What this exercise asks >>
a) In the SZUUT judgment extract, who acted as solicitor for the first respondent?
b) Name every reported case cited in the SZUUT judgment extract.
c) Write the next part of the SZUUT judgment extract, picking up after its final order.

Selected extract >>
— begin —
SZUUT v Minister for Immigration

Case

[2014] FCCA 2598

11 November 2014


FEDERAL CIRCUIT COURT OF AUSTRALIA

SZUUT v MINISTER FOR IMMIGRATION & ANOR [2014] FCCA 2598
Catchwords:
MIGRATION – Application seeking review of decision of Refugee Review Tribunal refusing to grant applicant a Protection (Class XA) visa – Application set down for immediate show cause hearing pursuant to r.44.11(a) of the Federal Circuit Court Rules 2001 (Cth) – no arguable case for the relief claimed – Application dismissed pursuant to r.44.12(1)(a).

Legislation:

Migration Act 1958 (Cth), ss.36(2)(a), 36(2)(aa)

Federal Circuit Court Rules 2001 (Cth), rr.44.11(a), 44.12(1)(a), 91R

Minister for Immigration and Ethnic Affairs v Wu Shan Liang & Ors (1996) 185 CLR 259
Minister for Immigration and Multicultural Affairs v Jia Legeng (2001) 205 CLR 507
NABE v Minister for Immigration and Multicultural and Indigenous Affairs (No.2) (2004) 144 FCR 1
Applicant: SZUUT
First Respondent: MINISTER FOR IMMIGRATION & BORDER PROTECTION
Second Respondent: REFUGEE REVIEW TRIBUNAL
File Number: SYG 2061 of 2014
Judgment of: Judge Lloyd-Jones
Hearing date: 11 November 2014
Delivered at: Sydney
Delivered on: 11 November 2014

REPRESENTATION

The Applicant: The Applicant appeared in person with a Mandarin interpreter.
Solicitor for the First Respondent: Mr J Pinder of Minter Ellison
The Second Respondent: The Second Respondent filed a submitting notice.

ORDERS

  1. The application be set down for an immediate show cause hearing pursuant to r.44.11(a) of the Federal Circuit Court Rules 2001 (Cth).

  2. The application be dismissed pursuant to r.44.12(1)(a) of the Federal Circuit Court Rules 2001 (Cth).

  3. The applicant pay the first respondent’s costs of and incidental to the application fixed in the sum of $1,367.00.
— end —
Collected material >>
— begin —
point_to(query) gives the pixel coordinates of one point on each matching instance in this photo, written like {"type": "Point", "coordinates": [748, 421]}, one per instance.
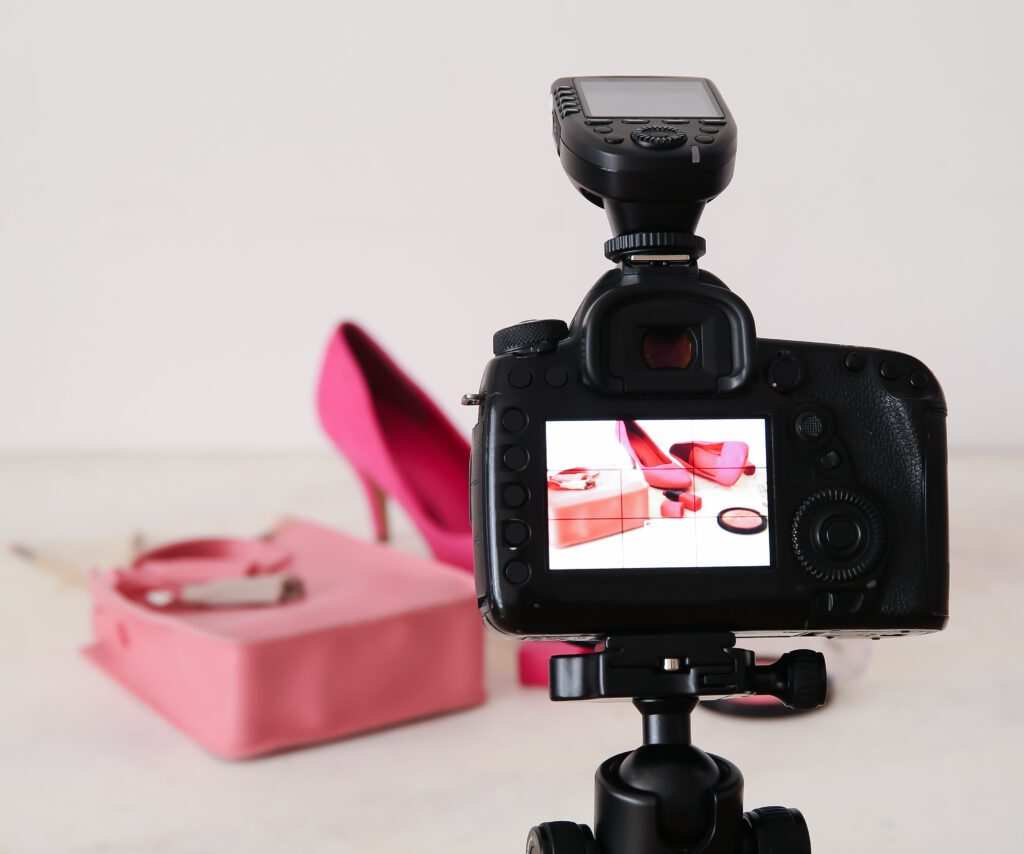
— end —
Responses >>
a) Mr J Pinder of Minter Ellison

b)
- Minister for Immigration and Ethnic Affairs v Wu Shan Liang & Ors (1996) 185 CLR 259
- Minister for Immigration and Multicultural Affairs v Jia Legeng (2001) 205 CLR 507
- NABE v Minister for Immigration and Multicultural and Indigenous Affairs (No.2) (2004) 144 FCR 1

c)
FEDERAL CIRCUIT COURT
OF AUSTRALIA
AT SYDNEY

SYG 2061 of 2014

SZUUT

Applicant

And

MINISTER FOR IMMIGRATION & BORDER PROTECTION

First Respondent

REFUGEE REVIEW TRIBUNAL

Second Respondent

REASONS FOR JUDGMENT

Introduction

  1. This is an application filed on 23 July 2014 by the applicant, SZUUT, seeking review of a decision of the second respondent, the Refugee Review Tribunal (the “Tribunal”), made by Member J. Kelly on 27 June 2014, affirming the decision of a delegate of the first respondent, the Minister for Immigration and Border Protection (the “Minister“), to refuse to grant the applicant a Protection (Class XA) visa.

  2. The applicant, pursuant to s.91R of the Migration Act 1958 (Cth) (the “Migration Act“) has been granted a pseudonym and cannot be identified by name.

Background

  1. In setting out the following background material I have quoted directly from the Court Book prepared by the Minister’s representative.  Where this information is extracted from the Court Book, each item contains a reference (CB) for that material.  I have not made further attribution as this would make the summary unwieldy.

  2. On 6 May 2011, the applicant, a citizen of the People’s Republic of China (“China”), arrived in Australia as the holder of a Student visa (CB 3).

  3. On 8 June 2012, the applicant applied for a Protection visa (CB 1 - 29).  The applicant also provided a statement with his Protection visa application (CB 30-31)

  4. On 11 September 2012, a delegate of the Minister refused to grant the Protection visa (CB 106-131).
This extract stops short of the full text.